Items listed in a dataset:
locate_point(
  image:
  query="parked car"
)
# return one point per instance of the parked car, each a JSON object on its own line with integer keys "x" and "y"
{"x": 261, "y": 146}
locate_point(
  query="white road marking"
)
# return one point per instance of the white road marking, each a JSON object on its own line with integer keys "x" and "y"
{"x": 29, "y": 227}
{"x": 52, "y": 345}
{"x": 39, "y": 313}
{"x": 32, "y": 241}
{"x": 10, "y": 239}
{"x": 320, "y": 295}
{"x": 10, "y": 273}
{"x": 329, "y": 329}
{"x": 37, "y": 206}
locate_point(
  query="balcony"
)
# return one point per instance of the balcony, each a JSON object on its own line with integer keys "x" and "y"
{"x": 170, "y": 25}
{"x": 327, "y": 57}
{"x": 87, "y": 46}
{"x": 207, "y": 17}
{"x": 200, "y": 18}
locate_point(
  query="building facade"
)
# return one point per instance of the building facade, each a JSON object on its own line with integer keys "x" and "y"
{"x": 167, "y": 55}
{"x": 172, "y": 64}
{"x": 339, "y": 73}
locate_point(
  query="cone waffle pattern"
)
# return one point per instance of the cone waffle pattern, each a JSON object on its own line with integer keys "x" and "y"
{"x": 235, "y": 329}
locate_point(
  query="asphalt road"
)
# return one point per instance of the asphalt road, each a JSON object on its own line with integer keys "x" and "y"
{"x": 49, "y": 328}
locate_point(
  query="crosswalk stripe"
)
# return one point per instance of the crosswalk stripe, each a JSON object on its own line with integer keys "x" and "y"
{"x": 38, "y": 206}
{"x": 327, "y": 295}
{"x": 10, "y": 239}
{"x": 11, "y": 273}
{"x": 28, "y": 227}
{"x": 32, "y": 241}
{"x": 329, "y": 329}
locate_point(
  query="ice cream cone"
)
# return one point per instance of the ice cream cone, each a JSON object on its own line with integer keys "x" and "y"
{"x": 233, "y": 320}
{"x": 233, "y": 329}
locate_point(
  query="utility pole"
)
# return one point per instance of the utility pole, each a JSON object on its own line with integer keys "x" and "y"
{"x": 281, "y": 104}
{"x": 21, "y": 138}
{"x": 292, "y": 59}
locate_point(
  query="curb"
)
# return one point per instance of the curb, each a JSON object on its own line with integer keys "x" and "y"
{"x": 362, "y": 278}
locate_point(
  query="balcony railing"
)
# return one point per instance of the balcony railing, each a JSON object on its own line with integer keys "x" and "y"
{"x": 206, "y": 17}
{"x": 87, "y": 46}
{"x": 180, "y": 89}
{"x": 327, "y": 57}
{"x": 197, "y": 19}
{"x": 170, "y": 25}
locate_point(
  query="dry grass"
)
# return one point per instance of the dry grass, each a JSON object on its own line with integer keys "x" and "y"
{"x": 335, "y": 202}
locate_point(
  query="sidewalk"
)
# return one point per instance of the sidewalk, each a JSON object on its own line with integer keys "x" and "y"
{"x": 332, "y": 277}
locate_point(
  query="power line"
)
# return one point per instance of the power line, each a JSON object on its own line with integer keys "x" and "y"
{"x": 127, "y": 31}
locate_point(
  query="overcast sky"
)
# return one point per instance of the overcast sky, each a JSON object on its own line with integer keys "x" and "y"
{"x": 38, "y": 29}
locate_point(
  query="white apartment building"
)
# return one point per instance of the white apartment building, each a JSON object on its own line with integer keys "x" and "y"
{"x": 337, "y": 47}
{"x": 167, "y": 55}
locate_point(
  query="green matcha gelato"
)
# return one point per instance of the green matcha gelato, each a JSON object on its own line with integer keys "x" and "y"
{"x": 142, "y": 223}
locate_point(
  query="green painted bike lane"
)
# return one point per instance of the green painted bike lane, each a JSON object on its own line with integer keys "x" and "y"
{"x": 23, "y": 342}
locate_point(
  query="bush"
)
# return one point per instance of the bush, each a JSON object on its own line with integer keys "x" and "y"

__Goal of the exercise__.
All of the lines above need to be given again exactly.

__Task result__.
locate_point(
  image:
  query="parked car"
)
# return one point per instance of the parked car, each a JSON object on its own line with integer keys "x" and "y"
{"x": 261, "y": 146}
locate_point(
  query="white road marking"
)
# return one point per instance of the white road marking, each a JSON object on its own line with integer keys "x" and "y"
{"x": 29, "y": 227}
{"x": 52, "y": 345}
{"x": 39, "y": 313}
{"x": 32, "y": 241}
{"x": 10, "y": 239}
{"x": 320, "y": 295}
{"x": 10, "y": 273}
{"x": 329, "y": 329}
{"x": 37, "y": 206}
locate_point(
  query="balcony"
)
# return one point per instance of the balcony, each a JSON object on its own line with integer keys "x" and "y"
{"x": 170, "y": 25}
{"x": 327, "y": 57}
{"x": 87, "y": 46}
{"x": 207, "y": 17}
{"x": 200, "y": 18}
locate_point(
  query="building facade"
)
# return one point per instance of the building facade, each a JSON object on its own line with integer keys "x" and "y"
{"x": 167, "y": 55}
{"x": 172, "y": 64}
{"x": 339, "y": 73}
locate_point(
  query="cone waffle pattern"
)
# return one point per instance of the cone waffle pattern, each a JSON object on its own line with integer keys "x" and "y"
{"x": 235, "y": 329}
locate_point(
  query="asphalt road"
)
# return one point per instance of the asphalt road, each a JSON object on its own line with integer keys "x" and "y"
{"x": 49, "y": 328}
locate_point(
  query="crosswalk stripe"
)
# return one point per instance of the crosswalk stripe, each a JSON object on its own line with integer keys "x" and "y"
{"x": 38, "y": 206}
{"x": 327, "y": 295}
{"x": 10, "y": 239}
{"x": 11, "y": 273}
{"x": 28, "y": 227}
{"x": 32, "y": 241}
{"x": 329, "y": 329}
locate_point(
  query="ice cream cone"
)
# return one point per instance of the ice cream cone, each a JSON object on its own line with integer keys "x" and "y"
{"x": 233, "y": 320}
{"x": 233, "y": 329}
locate_point(
  query="utility pole"
)
# return one point per instance of the utility pole, each a JSON object on its own line with integer keys "x" and "y"
{"x": 281, "y": 104}
{"x": 21, "y": 138}
{"x": 292, "y": 59}
locate_point(
  query="curb"
)
# return one point per instance of the curb, each a JSON object on its own line with integer keys "x" and "y"
{"x": 362, "y": 278}
locate_point(
  query="balcony railing"
)
# return one point per instance of the balcony railing, each a JSON object on its own line with integer keys "x" and "y"
{"x": 206, "y": 17}
{"x": 87, "y": 46}
{"x": 180, "y": 89}
{"x": 327, "y": 57}
{"x": 197, "y": 19}
{"x": 170, "y": 25}
locate_point(
  query="dry grass"
)
# return one point per instance of the dry grass, each a JSON object on its own line with integer keys "x" and "y"
{"x": 335, "y": 202}
locate_point(
  query="sidewalk"
)
# return one point per instance of the sidewalk, each a JSON object on its own line with integer keys "x" and "y"
{"x": 332, "y": 277}
locate_point(
  query="power line"
)
# return one point per instance of the power line, each a JSON object on its own line with integer keys "x" and "y"
{"x": 127, "y": 31}
locate_point(
  query="overcast sky"
)
# return one point per instance of the overcast sky, each a JSON object on its own line with integer keys "x" and "y"
{"x": 38, "y": 29}
locate_point(
  query="white apartment building"
)
# return one point per instance of the white apartment building, each a JSON object on its own line with integer keys "x" and "y"
{"x": 337, "y": 47}
{"x": 167, "y": 55}
locate_point(
  query="green matcha gelato"
)
# return one point per instance of the green matcha gelato, each a JSON object on its own line with integer keys "x" and "y"
{"x": 142, "y": 223}
locate_point(
  query="green painted bike lane"
)
# return one point per instance of the green painted bike lane, each a JSON object on its own line with integer keys "x" and "y"
{"x": 23, "y": 342}
locate_point(
  query="bush"
)
# return one point per instance of the bush, each a JSON object on its own line with integer keys "x" and "y"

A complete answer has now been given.